* EXERCISE GOAL *
Which lines in the data below contain the word "column"? Report each one, copied in full.

* RAW RECORDS *
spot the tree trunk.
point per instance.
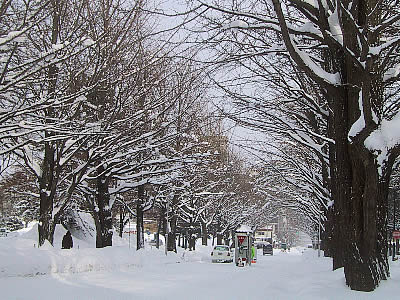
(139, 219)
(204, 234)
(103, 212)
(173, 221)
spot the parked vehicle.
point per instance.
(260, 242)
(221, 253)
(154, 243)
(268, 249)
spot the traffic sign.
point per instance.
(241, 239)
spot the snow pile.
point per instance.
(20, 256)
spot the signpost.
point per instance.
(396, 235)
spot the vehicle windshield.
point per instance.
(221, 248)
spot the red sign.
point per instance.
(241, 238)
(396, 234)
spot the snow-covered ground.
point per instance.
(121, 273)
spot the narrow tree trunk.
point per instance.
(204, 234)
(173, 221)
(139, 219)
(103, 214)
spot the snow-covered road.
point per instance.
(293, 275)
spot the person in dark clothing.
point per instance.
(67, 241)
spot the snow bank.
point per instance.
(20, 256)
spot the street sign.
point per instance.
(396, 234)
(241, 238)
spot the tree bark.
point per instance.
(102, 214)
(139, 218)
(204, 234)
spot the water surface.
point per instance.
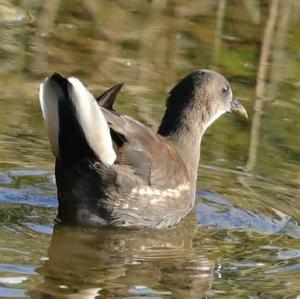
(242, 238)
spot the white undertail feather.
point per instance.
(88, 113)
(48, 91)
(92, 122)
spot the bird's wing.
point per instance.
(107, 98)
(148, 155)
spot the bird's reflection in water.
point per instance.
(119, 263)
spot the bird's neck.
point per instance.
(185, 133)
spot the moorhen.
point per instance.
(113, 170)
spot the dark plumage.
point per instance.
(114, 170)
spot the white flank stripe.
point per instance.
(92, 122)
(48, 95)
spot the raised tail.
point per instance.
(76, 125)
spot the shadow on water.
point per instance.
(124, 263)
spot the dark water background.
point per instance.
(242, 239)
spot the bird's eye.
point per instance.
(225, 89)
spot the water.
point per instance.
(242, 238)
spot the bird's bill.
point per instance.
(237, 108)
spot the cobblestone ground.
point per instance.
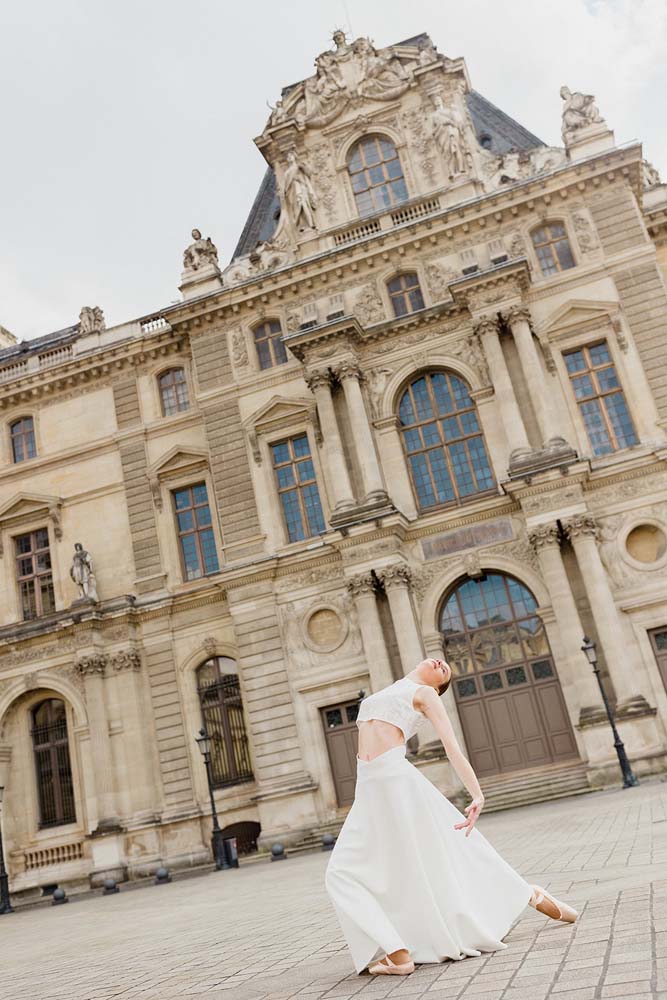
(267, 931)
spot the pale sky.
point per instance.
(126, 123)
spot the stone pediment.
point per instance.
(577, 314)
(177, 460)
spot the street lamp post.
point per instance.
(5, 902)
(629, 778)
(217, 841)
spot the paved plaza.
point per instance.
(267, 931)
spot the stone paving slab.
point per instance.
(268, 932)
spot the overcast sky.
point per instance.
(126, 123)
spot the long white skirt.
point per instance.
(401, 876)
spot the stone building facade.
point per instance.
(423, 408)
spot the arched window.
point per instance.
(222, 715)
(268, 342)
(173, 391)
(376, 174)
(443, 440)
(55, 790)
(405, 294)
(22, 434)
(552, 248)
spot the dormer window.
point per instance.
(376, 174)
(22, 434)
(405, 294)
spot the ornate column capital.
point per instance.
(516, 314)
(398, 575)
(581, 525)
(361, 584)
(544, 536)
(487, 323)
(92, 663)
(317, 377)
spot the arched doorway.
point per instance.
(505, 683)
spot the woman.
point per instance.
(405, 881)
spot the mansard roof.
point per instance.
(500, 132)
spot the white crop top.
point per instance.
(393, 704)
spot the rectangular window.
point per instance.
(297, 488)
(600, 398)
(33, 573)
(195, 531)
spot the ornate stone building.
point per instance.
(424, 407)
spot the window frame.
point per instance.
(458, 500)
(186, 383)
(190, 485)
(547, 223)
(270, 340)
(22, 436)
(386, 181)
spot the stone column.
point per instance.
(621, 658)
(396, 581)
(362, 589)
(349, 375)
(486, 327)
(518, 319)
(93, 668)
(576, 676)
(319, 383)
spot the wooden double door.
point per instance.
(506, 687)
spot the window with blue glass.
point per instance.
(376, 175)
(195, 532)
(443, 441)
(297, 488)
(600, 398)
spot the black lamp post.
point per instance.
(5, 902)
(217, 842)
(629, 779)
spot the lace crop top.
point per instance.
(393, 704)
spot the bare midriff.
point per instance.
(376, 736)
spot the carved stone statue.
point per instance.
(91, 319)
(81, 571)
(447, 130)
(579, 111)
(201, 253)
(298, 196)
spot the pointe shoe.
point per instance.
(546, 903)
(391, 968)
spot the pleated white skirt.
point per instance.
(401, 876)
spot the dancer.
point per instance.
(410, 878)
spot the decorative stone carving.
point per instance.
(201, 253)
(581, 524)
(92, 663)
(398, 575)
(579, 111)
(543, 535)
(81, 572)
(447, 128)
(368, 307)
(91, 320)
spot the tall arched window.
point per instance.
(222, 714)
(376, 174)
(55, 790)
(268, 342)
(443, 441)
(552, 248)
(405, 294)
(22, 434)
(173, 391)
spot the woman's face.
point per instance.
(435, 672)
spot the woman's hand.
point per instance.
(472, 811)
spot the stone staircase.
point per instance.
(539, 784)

...

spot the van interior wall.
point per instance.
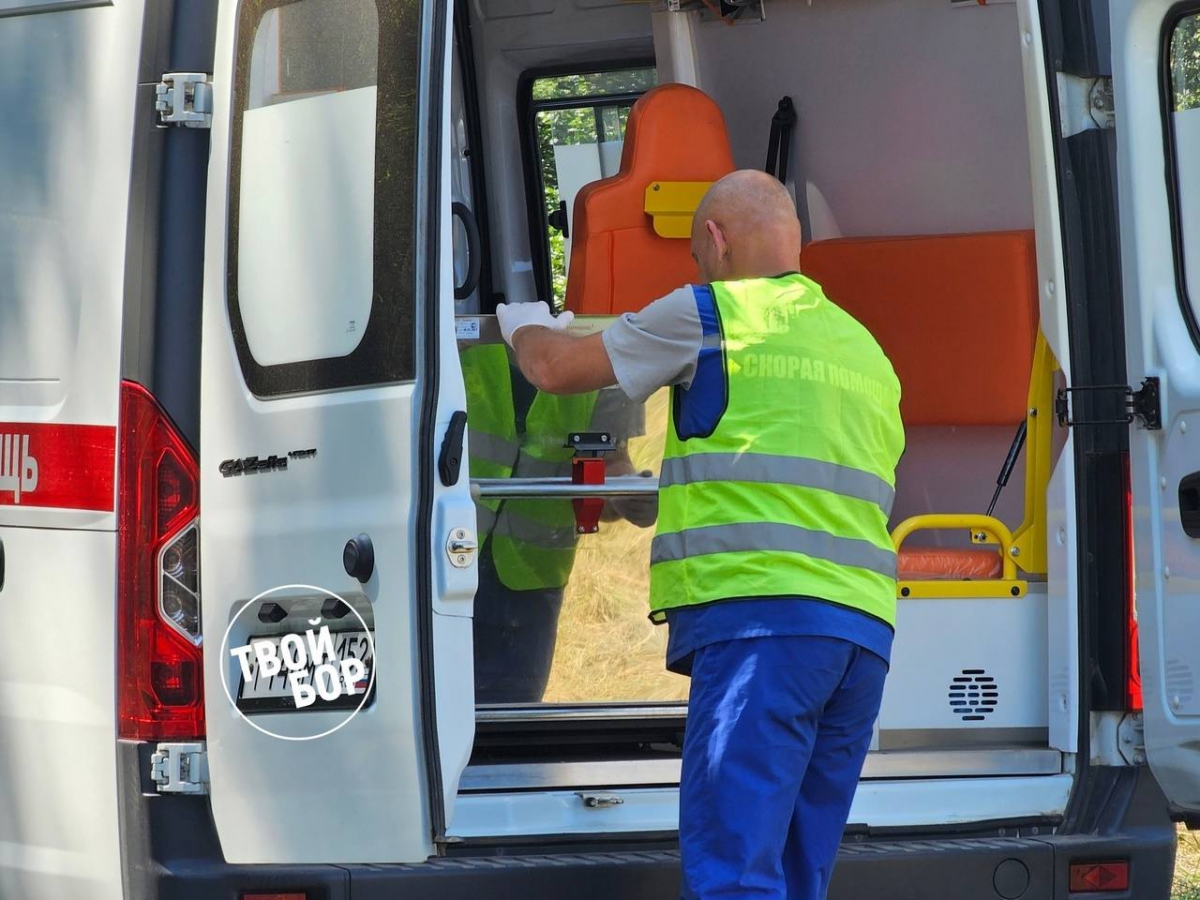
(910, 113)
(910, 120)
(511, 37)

* THE RESULT *
spot the ornate column capital.
spot the stone column.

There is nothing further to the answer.